[Stored data]
○ ○ ○ ○ ○ ○ ○

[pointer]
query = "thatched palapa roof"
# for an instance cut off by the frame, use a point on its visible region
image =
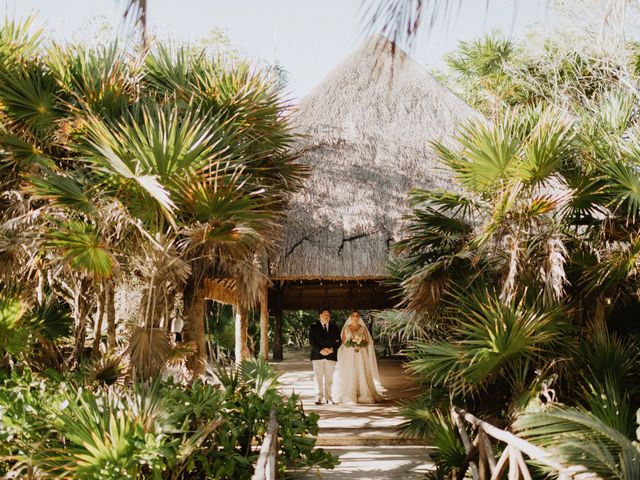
(367, 130)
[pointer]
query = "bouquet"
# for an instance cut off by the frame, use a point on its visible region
(356, 342)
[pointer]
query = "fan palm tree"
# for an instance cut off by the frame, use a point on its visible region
(173, 167)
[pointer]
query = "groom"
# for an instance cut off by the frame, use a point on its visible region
(324, 338)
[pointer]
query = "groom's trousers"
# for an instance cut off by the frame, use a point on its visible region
(323, 371)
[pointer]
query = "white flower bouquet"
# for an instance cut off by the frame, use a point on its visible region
(356, 341)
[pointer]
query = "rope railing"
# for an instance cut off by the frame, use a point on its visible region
(266, 466)
(512, 461)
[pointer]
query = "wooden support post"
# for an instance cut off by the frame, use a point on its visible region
(486, 450)
(193, 330)
(264, 322)
(241, 350)
(502, 465)
(524, 469)
(465, 441)
(514, 468)
(277, 335)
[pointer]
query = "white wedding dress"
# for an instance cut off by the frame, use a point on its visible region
(357, 377)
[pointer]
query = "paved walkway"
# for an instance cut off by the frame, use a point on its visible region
(365, 437)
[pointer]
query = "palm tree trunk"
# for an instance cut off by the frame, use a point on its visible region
(277, 335)
(97, 330)
(194, 326)
(242, 323)
(110, 307)
(81, 313)
(264, 322)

○ ○ ○ ○ ○ ○ ○

#### Exercise aim
Each entry is to be returned as it stands, and each picture is to be left out.

#### Written response
[pointer]
query = "thatched palapa roof"
# for an instance cut off by the frame, use a point on its visible region
image =
(367, 130)
[pointer]
query = "bouquet"
# for an instance cut off by the frame, use a point on its visible region
(356, 342)
[pointer]
query = "fan palm tree"
# for an instance cut off by the frame, use a point on its visible region
(173, 167)
[pointer]
query = "groom"
# for an instance cut off by the frame, use a point on its visible region
(324, 338)
[pointer]
query = "groom's trousers"
# for an instance cut off by the frame, use a point on its visible region
(323, 371)
[pointer]
query = "white flower bouquet"
# for an instance cut off by the frame, use a point on its visible region
(356, 341)
[pointer]
query = "rope railing"
# for an instance cut off by the frame, use a point on its visible region
(266, 466)
(512, 461)
[pointer]
query = "wooden support post"
# for an instance cut off by the frame, use a point on its visible region
(486, 450)
(193, 330)
(264, 322)
(241, 350)
(502, 465)
(524, 469)
(465, 441)
(514, 468)
(277, 335)
[pointer]
query = "white wedding dress"
# for an instance cut off by the frame, use a point on its visible region
(357, 377)
[pointer]
query = "paved walkway"
# for an instance cut off by the frame, use a point on its visible region
(365, 437)
[pointer]
query = "palm tree trunk"
# for an instance cut off by the frame, use a point on its visible region
(277, 335)
(97, 330)
(194, 326)
(242, 323)
(110, 307)
(81, 313)
(264, 322)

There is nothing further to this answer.